§ **Document text**:
───

• 43°

Pass the baton

By QuaWanna Bannarbie

I am a track mom. Before this year, I was just a huge fan of Allyson Felix and enjoyed watching match-ups between the USA Olympic team against Jamaica since we have a bit of a rivalry in my home — I married a Jamaican.

This is our daughter’s first year running track with the AAU team, Phranchize Phamilee Sports. I always support my children’s extracurricular activities. We have done talent shows, basketball, soccer, dance and choir. They are active children, and I love it. But if I can be honest, I am really enjoying being a track mom.

A few weeks back, I was standing in the bleachers in High Point, N.C., waiting for the start of the 4×100 relay. Our daughter was running the anchor leg. The announcer informed the audience that the race was about to begin. Then she asked each handoff zone manager to indicate whether they were ready by giving a signal. When she had received a satisfactory response from each zone, she announced “All Ready.”

There is a distinct difference between “already” and “all ready.” They are nearly homophones. but one is a two-word phrase while the other is not. The word “already” functions as an adverb that describes the function of a specific time or action. It indicates a point from the past. The other word describes being “collectively prepared,” or preparation that is complete, as in the launch of a system or the readiness of a team.

While they both have different meanings, either one could describe status. For example, when I ask my children if their room is clean, I often get the response “I finished already.” My youngest child particularly loves this statement. But when I come to inspect his and his brother’s room, they are not at all ready for their mother’s inspection. Just because we have done some things already doesn’t mean that we are completely ready.

───

§ **Given information**:

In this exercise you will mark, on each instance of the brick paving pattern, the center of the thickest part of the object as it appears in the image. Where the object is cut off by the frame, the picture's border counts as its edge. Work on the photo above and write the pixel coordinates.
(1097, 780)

───

Copy everything from "There is a distinct" down to "readiness of a team." in the relay column, changing "homophones" to "sound-alikes". The data that comes after the relay column has no connection to it.

There is a distinct difference between “already” and “all ready.” They are nearly sound-alikes. but one is a two-word phrase while the other is not. The word “already” functions as an adverb that describes the function of a specific time or action. It indicates a point from the past. The other word describes being “collectively prepared,” or preparation that is complete, as in the launch of a system or the readiness of a team.